> [Task 1]: Please rewrite the paragraph beginning "I used to have fantasies" from the text on early software development lessons as a short bulleted list that keeps its main facts.
> [Task 2]: In the text on early software development lessons, what is software never, and what is it only?

> [Text to read]:
--- START ---

Hindsight is always 20/20. There are a ton of things I sometimes think about that if I knew this when I started out coding I would have done things differently or I would have saved myself from so much hurt. This is a short list of a few things about software development I wish I knew when I had just started out.

Software is never finished only abandoned

I used to have fantasies of creating social networks that after designing and coding all the features I could leave it and it would run by itself forever while I pursued other things. That is so not true, every app you create is like a child. There is always a cost to it, it is always nagging you to update this or tweak that. There is always something to do on it and fully understanding this actually allows you to cut back on non-critical features in the beginning because you know if something is important you will have to build it eventually.

--- END ---

> [Information supplied]:

--- START ---

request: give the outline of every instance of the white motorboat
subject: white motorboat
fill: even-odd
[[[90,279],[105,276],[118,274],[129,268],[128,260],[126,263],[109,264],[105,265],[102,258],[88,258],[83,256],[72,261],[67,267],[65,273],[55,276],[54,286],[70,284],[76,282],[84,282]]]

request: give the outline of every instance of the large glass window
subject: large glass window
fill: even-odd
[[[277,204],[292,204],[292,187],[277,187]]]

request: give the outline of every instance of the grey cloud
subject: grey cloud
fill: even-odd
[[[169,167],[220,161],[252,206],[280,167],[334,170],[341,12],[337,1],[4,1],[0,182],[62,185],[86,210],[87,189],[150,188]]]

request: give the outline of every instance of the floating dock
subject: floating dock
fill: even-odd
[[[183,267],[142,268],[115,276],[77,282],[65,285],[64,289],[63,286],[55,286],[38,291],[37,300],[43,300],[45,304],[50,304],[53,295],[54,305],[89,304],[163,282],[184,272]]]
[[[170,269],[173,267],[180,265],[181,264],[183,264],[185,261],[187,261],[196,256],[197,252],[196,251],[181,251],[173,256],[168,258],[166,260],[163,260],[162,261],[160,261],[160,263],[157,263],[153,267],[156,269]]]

--- END ---
--- START ---

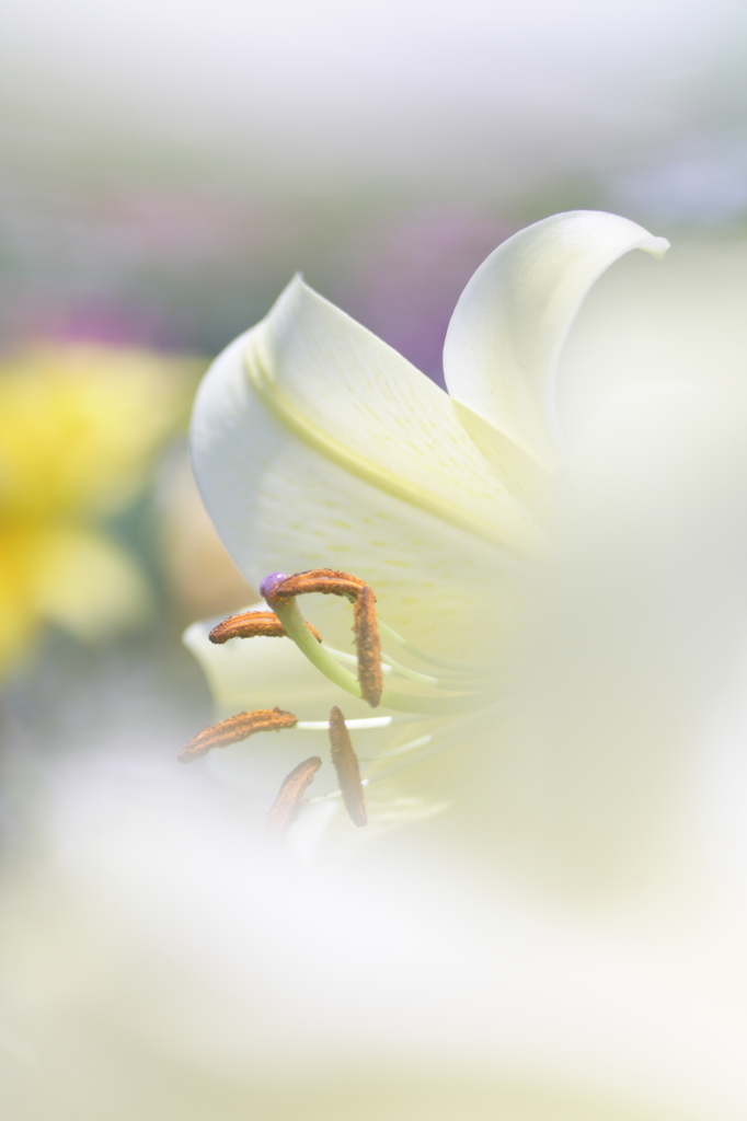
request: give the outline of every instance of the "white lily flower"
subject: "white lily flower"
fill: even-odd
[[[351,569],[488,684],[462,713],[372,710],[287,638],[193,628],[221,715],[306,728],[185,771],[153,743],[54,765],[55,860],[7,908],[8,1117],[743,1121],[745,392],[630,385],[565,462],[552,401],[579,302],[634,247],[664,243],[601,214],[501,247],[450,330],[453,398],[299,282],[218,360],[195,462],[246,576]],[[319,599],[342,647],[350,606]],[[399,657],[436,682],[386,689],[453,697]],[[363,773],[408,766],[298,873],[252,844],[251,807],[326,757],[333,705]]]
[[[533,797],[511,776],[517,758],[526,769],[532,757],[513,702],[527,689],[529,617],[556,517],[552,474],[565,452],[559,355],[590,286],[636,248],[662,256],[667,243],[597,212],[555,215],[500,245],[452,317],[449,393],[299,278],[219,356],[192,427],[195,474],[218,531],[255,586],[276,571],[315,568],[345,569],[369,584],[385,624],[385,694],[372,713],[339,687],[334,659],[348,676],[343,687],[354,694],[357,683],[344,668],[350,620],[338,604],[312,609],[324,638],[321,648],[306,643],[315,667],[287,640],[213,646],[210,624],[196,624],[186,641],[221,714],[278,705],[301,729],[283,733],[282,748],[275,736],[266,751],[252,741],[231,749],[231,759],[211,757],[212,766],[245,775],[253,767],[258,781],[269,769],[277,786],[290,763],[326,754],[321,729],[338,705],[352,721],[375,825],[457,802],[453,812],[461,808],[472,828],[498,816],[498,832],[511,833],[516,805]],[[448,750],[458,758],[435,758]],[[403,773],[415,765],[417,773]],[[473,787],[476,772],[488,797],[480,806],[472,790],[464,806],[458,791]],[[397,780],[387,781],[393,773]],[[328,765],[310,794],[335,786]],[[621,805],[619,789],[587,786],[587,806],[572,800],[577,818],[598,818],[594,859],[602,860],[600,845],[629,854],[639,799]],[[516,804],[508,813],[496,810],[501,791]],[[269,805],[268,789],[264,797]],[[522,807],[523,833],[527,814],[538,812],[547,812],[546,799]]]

--- END ---

> [Exercise solution 1]:
- The writer once imagined designing and coding all the features of a social network, then leaving it to run by itself forever.
- That is not true: every app you create is like a child.
- An app always has a cost and always needs updates or tweaks.
- Understanding this lets you cut back on non-critical features at the start, because anything important will have to be built eventually.

> [Exercise solution 2]: Software is never finished, only abandoned.